* DOCUMENT EXCERPT *

-------

It’s been a couple of years now that I have been officially diagnosed with bipolar disorder. I quit my nursing job abruptly.  I had been having problems at work with my supervisor.  I made a mistake at work and snapped.  Now it’s so clear I was manic. My mind was going a million miles a minute and I was paranoid. After my breakdown I slipped into the worst depression of my life yet.

Before my snap I wasn’t seeing anyone a psyche doc. I had refused and relied on the mood stabilzer and antidepressant my primary doc was treating me with. I didn’t understand how paralyzing and serious bipolar disorder is.

My son has been experiencing a lot of mood swings and depression lately. We were able to see our primary doc who has begun treating him for bipolar too.  I’ve been trying to educate him about the disorder which is so much more than I thought.

I’m so glad for us to figure this out now rather than 30 years later after struggling with various mental health issues. I’m glad we’re addressing it now and I’m so thankful he wants to be better and is seeking treatment.

Knowing my son has had the same bad feelings as I’ve had is so devastating. He told me has always felt worthless.  My heart broke. To know your son has felt such sadness is heart breaking. But I think it’s also a bonding thing for us.  He’s honest with me and talks to me.  We’re very close.

-------

Return everything in the post about bipolar disorder from "It’s been a" down to "my life yet.", copied word for word. The listing after this text is not needed for anything here.

* DATA BELOW *

-------

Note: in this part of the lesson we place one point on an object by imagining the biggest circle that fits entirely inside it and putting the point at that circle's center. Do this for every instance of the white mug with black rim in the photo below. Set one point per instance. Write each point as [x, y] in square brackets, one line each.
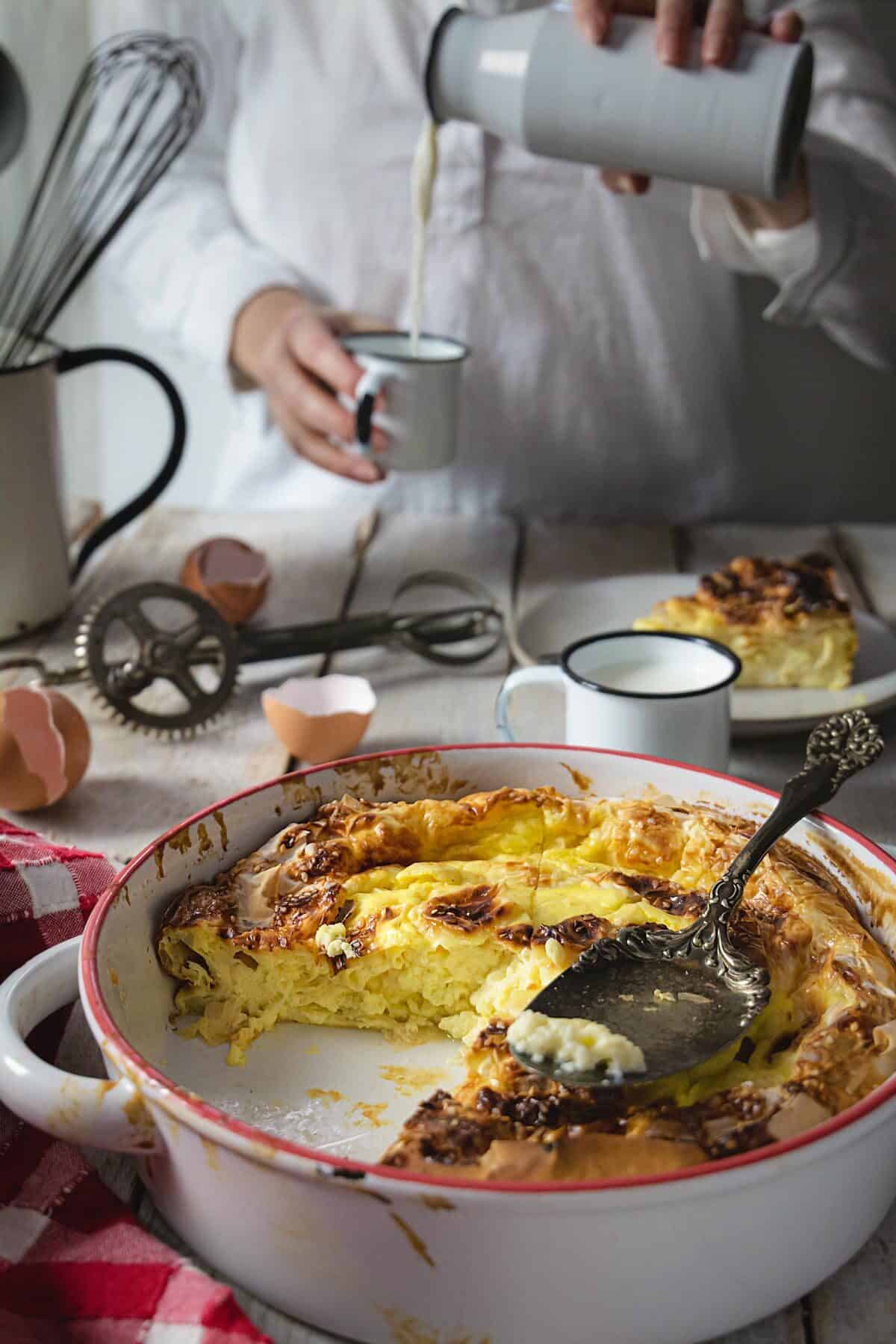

-------

* SOLVED PROBLEM *
It’s been a couple of years now that I have been officially diagnosed with bipolar disorder. I quit my nursing job abruptly.  I had been having problems at work with my supervisor.  I made a mistake at work and snapped.  Now it’s so clear I was manic. My mind was going a million miles a minute and I was paranoid. After my breakdown I slipped into the worst depression of my life yet.